How walking the Brexit tightrope is tearing the UK political family apart

By Anoosh Chakelian
Freelance columnist

Anoosh is a senior writer for the New Statesman

By FreelanceCorner

Walking the Brexit tightrope is diverting attention – and resources – away from everything else, and the strain is tearing the British political family apart. 

Forget the cliché “a week is a long time in politics”. The best phrase for our current chaos is the old feminist slogan: “The personal is political”.

Decision-making (or lack thereof) in the House of Commons since the EU referendum has been shaped as much by private angst as ideology or party discipline.

As members of parliament grapple with contradictory instructions from all corners – the whips, their party membership, constituents, local business owners and their own gut – paralysis is usually the result.

 

Every single MP faces this stultifying tangle, including the Prime Minister. When I was out reporting in Theresa May’s remain-backing constituency of Maidenhead recently, one resident said to me: “She should be working for me, not for Brexit.”

This is partly why there are so many small, majority-lacking factions for different visions of Brexit in the commons – they can’t rally round one solution because everyone has different interests to balance.

The local level

Constituency concerns play a big role. Whether it’s company headquarters, multinational outposts, factories, small business owners or freelancers, local business can impact hugely on an MP’s Brexit stance.

This was clear to me in Crewe & Nantwich, a leave-voting area of Cheshire, where its Labour MP Laura Smith (hanging in there with a wafer-thin majority of 48) told me frankly: “From the conversations I’ve had with employers and businesses here, they do not want a no-deal Brexit. It’s a very different story if you go and knock on doors. There are an awful lot of people who do want that.”

She’s had to resign her shadow frontbench job and rebel to try and please her residents and those driving her local economy. It’s an agonising tightrope, which many of her colleagues across the house are also treading.

This aspect of Brexit affects business in ways often overshadowed by the usual headlines about the City of London, the pound, foreign investment and car manufacturing.

## Dataset records:
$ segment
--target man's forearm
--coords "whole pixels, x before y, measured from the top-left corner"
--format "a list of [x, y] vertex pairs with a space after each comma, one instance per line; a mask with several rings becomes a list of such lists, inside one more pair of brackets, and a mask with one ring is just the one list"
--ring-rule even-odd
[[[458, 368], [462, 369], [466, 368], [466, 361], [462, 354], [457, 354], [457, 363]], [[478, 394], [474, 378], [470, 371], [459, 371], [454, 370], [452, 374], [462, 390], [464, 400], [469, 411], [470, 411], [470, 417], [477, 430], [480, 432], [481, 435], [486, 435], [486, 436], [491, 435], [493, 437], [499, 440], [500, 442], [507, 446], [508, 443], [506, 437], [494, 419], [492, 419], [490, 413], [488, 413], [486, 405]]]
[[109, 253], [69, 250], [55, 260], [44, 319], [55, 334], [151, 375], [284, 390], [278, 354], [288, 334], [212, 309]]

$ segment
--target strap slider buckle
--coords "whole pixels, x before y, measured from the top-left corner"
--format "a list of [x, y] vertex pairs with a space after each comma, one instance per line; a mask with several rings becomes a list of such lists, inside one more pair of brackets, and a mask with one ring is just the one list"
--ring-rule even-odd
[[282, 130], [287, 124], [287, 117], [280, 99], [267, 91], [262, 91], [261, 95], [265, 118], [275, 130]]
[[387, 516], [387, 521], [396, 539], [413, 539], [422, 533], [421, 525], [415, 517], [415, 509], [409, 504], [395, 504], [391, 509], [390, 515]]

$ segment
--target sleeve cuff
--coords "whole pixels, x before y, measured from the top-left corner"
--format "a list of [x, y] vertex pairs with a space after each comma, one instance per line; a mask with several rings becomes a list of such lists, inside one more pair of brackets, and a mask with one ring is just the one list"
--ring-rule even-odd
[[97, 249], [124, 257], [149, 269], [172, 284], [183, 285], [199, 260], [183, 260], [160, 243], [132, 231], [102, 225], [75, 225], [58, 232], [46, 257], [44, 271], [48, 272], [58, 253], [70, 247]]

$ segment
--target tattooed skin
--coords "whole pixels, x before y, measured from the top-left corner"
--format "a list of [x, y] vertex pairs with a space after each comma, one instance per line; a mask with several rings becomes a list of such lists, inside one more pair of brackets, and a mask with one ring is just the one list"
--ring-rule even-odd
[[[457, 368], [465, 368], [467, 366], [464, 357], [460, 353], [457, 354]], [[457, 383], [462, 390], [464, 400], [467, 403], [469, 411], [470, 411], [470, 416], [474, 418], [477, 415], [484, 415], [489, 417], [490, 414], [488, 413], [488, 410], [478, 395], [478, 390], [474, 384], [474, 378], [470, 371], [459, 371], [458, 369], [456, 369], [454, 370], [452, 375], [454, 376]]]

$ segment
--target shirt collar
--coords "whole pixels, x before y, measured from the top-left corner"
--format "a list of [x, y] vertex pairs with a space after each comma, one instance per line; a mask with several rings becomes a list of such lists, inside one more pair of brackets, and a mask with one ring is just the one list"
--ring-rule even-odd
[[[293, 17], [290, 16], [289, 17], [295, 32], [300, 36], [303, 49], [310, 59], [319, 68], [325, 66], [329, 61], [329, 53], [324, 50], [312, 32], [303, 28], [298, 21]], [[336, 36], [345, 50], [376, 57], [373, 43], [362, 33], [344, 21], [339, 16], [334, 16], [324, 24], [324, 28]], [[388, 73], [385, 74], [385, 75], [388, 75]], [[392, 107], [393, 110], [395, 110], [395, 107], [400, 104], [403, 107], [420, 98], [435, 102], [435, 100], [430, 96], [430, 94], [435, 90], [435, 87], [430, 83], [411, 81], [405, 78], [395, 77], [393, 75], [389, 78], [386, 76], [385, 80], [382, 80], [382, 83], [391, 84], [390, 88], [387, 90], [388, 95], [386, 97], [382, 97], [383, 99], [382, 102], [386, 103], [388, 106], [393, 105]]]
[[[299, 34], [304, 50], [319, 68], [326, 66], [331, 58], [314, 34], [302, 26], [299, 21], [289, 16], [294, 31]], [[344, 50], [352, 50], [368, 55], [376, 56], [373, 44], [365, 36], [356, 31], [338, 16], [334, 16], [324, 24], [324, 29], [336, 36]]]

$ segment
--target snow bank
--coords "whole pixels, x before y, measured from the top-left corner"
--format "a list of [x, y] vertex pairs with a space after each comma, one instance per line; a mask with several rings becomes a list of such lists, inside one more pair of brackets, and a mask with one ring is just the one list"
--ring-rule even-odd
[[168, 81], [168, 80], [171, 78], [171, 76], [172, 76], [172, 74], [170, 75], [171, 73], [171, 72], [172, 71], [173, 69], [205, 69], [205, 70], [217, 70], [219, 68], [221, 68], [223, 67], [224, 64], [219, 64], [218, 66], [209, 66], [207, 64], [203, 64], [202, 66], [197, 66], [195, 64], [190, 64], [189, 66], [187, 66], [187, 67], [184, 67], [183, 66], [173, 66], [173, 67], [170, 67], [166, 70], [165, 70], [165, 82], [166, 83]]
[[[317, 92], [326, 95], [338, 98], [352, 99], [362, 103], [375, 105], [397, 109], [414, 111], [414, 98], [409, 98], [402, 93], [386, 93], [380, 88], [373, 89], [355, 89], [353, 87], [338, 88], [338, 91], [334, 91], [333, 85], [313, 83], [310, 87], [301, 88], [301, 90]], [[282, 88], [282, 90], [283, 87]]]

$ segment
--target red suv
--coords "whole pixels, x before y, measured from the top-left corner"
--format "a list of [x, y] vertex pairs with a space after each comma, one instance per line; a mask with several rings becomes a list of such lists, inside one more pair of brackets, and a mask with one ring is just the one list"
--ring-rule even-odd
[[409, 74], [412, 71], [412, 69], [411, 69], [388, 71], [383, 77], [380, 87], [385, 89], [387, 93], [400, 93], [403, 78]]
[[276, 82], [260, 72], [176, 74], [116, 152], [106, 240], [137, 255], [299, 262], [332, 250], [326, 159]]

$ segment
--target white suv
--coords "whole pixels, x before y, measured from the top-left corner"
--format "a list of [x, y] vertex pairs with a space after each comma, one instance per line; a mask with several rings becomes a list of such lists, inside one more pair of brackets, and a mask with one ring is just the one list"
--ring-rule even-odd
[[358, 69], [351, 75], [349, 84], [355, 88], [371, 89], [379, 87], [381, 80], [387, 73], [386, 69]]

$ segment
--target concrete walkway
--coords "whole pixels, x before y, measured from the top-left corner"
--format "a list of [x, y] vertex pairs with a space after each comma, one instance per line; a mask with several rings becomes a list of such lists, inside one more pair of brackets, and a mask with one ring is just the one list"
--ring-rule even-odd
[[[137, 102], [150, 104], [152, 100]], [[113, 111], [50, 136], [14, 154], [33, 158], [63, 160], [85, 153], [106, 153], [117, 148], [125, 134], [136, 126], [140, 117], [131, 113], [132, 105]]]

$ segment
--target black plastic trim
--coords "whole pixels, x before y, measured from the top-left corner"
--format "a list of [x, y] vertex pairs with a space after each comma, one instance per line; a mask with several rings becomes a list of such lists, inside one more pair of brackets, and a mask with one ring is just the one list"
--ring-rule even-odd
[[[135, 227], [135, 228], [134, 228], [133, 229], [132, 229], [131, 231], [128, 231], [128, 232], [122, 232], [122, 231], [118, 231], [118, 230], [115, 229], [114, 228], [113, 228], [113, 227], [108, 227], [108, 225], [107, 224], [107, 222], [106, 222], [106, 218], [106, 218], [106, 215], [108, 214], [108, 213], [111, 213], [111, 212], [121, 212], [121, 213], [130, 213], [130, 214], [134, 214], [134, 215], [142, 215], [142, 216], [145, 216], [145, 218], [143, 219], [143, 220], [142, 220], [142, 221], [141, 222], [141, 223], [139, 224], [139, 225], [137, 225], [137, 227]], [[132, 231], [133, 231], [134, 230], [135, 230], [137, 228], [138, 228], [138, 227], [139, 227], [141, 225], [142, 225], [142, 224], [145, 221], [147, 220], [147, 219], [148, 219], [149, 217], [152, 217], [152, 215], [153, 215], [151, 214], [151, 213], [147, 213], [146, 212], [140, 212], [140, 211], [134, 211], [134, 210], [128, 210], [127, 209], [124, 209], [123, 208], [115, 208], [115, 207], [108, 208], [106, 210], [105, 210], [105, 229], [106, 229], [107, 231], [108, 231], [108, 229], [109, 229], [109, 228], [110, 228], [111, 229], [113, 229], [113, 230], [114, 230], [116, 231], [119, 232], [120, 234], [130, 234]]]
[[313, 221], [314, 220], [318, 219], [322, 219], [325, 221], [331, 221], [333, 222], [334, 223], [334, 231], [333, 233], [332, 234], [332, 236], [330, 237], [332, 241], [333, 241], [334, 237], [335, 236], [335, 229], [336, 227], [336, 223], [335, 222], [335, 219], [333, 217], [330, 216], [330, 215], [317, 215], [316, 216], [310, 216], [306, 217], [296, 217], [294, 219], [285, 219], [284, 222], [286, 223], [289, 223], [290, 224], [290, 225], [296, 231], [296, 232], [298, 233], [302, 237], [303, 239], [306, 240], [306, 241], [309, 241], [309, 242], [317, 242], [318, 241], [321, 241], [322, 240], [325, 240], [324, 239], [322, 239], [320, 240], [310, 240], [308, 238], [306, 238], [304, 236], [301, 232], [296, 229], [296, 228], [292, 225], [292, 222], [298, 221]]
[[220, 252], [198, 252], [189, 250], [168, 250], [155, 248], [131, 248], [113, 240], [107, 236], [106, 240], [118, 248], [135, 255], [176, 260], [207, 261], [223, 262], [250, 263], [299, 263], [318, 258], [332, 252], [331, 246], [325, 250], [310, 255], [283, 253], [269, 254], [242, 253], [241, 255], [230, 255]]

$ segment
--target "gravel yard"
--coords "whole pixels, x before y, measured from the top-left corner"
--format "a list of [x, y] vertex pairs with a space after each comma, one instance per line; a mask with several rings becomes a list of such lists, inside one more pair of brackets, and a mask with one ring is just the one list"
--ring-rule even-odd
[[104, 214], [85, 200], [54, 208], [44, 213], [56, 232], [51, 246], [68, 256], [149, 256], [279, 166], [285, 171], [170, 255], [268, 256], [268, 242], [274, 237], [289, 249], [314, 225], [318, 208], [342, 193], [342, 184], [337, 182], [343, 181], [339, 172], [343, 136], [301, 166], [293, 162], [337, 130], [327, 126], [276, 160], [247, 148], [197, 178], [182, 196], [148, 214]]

## Exercise brief:
In the Brexit article, what majority does Laura Smith hold as Labour MP for Crewe & Nantwich?

## Solution to this exercise:
A majority of 48.